Replace "pin" with "marker" in the lines beginning with the line that contains "Where can you find the red-brown" and ending after the line that contains "Target: flower cluster", and reproduce only those lines with every other part unchanged.

Given information:
::::

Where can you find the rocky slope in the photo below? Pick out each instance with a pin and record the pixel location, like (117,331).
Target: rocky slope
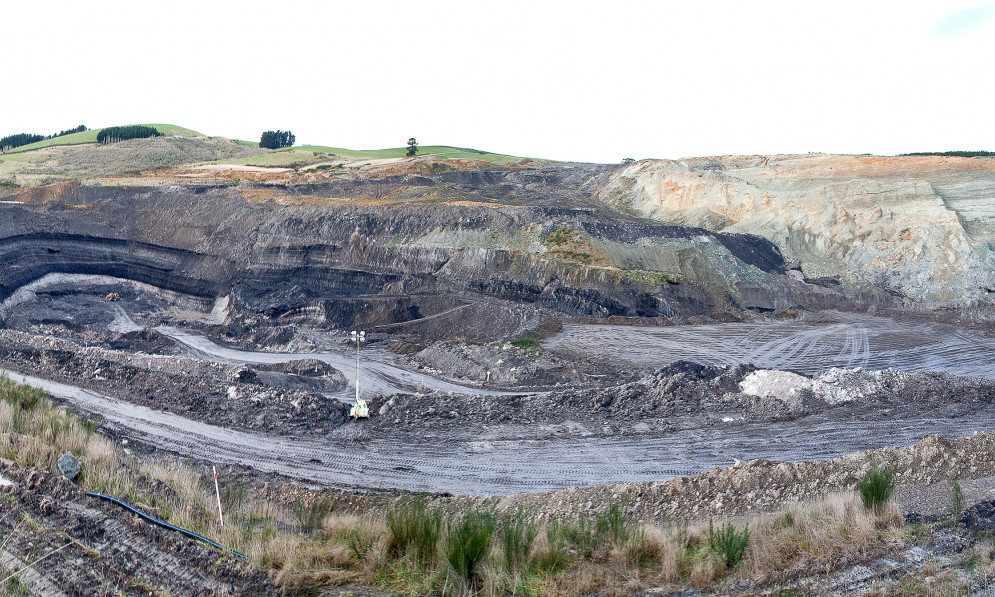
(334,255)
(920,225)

::::

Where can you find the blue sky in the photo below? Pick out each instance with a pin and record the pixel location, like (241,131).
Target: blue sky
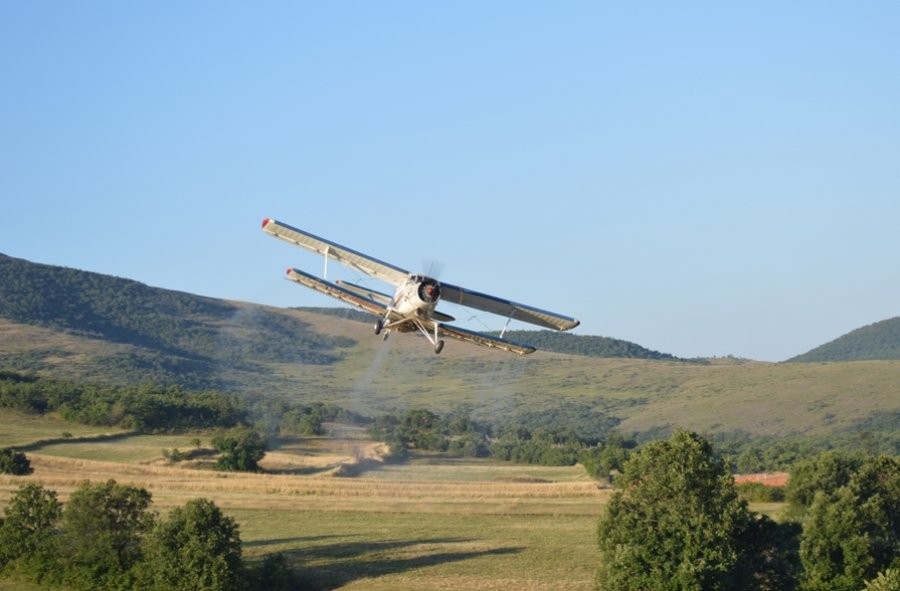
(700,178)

::::

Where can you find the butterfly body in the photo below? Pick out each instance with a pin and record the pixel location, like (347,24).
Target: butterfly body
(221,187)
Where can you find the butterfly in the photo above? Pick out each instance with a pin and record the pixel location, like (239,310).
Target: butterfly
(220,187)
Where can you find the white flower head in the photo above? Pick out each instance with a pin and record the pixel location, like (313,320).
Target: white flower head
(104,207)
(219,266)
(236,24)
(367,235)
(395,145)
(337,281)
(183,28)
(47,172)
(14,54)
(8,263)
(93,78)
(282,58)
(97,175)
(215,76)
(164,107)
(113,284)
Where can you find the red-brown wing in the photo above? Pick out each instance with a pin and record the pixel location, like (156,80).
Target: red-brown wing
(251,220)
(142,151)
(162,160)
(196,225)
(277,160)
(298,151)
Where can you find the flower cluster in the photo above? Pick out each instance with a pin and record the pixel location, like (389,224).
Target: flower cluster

::::

Output below:
Where can you find the red-brown wing in the photo above? Pick out each instance with a marker and record the pixel location, like (156,80).
Target: red-brown wing
(251,220)
(142,151)
(162,160)
(196,225)
(277,160)
(298,151)
Where can you find the flower cluster in the photo above? Pick out each instance with a marker and record the pixel location, like (389,224).
Target: flower cluster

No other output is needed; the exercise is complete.